Data lines:
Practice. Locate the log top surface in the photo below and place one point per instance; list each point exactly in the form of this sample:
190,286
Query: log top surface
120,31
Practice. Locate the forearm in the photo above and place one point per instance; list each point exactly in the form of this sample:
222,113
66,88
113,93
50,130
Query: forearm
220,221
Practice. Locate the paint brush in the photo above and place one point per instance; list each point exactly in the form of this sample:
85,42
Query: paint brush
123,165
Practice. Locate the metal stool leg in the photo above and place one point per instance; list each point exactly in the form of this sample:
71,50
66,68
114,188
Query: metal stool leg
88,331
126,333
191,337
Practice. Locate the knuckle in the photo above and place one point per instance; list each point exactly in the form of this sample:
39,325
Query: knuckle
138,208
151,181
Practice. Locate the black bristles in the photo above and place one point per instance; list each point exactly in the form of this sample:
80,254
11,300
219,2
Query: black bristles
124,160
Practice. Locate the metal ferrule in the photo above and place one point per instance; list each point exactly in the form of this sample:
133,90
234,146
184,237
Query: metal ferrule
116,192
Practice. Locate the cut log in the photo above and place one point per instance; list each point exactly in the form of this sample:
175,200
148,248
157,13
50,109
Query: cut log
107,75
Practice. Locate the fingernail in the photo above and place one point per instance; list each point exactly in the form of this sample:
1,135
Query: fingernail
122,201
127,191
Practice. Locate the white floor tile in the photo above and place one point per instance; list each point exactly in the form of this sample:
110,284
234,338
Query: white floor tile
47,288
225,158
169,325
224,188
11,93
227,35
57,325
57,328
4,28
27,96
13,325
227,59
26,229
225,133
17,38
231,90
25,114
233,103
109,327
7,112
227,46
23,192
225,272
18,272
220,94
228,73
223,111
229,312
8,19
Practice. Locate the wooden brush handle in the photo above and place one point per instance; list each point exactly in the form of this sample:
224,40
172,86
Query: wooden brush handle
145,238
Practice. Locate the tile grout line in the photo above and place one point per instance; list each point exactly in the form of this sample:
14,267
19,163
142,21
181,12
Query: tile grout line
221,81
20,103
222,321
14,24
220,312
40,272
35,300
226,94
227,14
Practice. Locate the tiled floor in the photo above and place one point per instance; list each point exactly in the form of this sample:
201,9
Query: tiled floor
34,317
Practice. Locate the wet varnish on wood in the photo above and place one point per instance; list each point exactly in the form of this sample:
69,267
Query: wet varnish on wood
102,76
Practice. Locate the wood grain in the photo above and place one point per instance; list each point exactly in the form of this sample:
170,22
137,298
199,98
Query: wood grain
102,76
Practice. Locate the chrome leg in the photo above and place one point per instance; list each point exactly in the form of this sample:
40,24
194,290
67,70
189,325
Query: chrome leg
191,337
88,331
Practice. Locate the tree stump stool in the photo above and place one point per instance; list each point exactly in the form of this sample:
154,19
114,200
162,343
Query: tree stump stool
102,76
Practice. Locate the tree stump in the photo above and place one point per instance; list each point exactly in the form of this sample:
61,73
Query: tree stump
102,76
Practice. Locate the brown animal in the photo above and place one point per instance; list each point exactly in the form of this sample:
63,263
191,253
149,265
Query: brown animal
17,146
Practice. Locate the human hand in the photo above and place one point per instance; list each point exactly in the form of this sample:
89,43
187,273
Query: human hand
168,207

Exercise objective:
Repeat each record in full; every line must match exactly.

Solution to the exercise:
Practice. Locate the log top surface in the photo below and place one point per instance; list each point exactly in the form of this sample:
190,286
Query: log top surface
120,31
Practice. Locate the forearm in the photo above and place one point per instance; list each point exactly in the form of this sample:
222,113
66,88
113,93
50,130
Query: forearm
220,221
Practice. Locate the paint brush in the photo above and place one point per instance; list each point exactly in the form of this sample:
85,42
Query: paint brush
123,165
Practice. Locate the metal stool leg in the photo above and place one point per instance; list each point exactly in the form of this sample:
71,50
66,68
114,188
Query: metal stool leg
88,331
126,333
191,337
Practice. Locate the knuckle in the photo above and place one point per instance; list each point exactly in the form of this sample:
39,325
Query: knuckle
138,208
151,181
Practice. Locate the black bristles in the photo above and place one point per instance; list each point exactly in the form of this sample:
80,254
11,300
219,2
Query: black bristles
124,160
Practice. Locate the metal ferrule in the photo above and place one point per instance; list each point exactly in the form of this sample:
133,90
234,146
184,237
Query: metal ferrule
116,192
Practice. Locate the cut log in the photo above and place one point per instance; list each point exactly in the form of this sample:
175,200
148,248
157,13
50,109
Query: cut log
107,75
Practice. Locate the fingernail in the photo above and place one point per instance; list each point exactly in the form of this sample:
1,135
Query: fingernail
122,201
127,191
Practice. Locate the white floor tile in the photo above and place one point per instance; list each point exactly in the form of this sample:
110,284
234,338
Query: white floor tile
47,288
225,158
169,325
224,188
11,93
227,35
57,325
57,328
4,28
27,96
13,325
227,59
26,229
225,133
17,38
231,90
25,114
233,103
109,327
7,112
227,46
23,192
225,272
18,272
220,94
228,73
223,111
229,312
8,19
Practice. Locate the wooden brush handle in the photo above and place one point per instance; list each point exactly in the form of this sample:
224,40
172,86
Query: wooden brush handle
145,238
Practice. Locate the tile grout line in the photo above and place one point per instance; list each point exactly in the form of this sample:
14,267
19,163
142,21
181,12
Query: tile grout line
221,81
20,103
222,321
14,24
220,312
40,272
35,300
226,94
227,14
Practice. Locate the tiled floor in the photo above and place one point per instance; list each point exactly in the form of this sample:
201,9
Query: tiled floor
34,317
Practice. Locate the wet varnish on wood in the photo above and place one point per instance; list each point exactly in the form of this sample:
69,267
Query: wet varnish on wood
102,76
Practice. Locate the wood grain in the photo above and place one point per instance; list each point exactly in the form of this sample:
170,22
137,298
199,98
Query: wood grain
102,76
Practice. Locate the chrome leg in the photo above and place one point per instance; list each point exactly in the form of this sample:
40,24
194,290
67,70
189,325
Query: chrome leg
191,337
88,331
Practice. Locate the tree stump stool in the photo above and place one point per instance; list each point exactly in the form of this sample:
154,19
114,200
162,343
Query: tree stump stool
102,76
Practice. Locate the tree stump in the photo above and place one point per instance; list each point exactly in the form of this sample:
61,73
Query: tree stump
102,76
Practice. Locate the brown animal in the photo above and place one point per instance; list each point exactly in the form of this sample:
63,263
191,253
149,265
Query: brown animal
17,146
Practice. Locate the human hand in the photo above and place one point per instance; list each point exactly in the form of this sample:
89,43
187,273
Query: human hand
168,207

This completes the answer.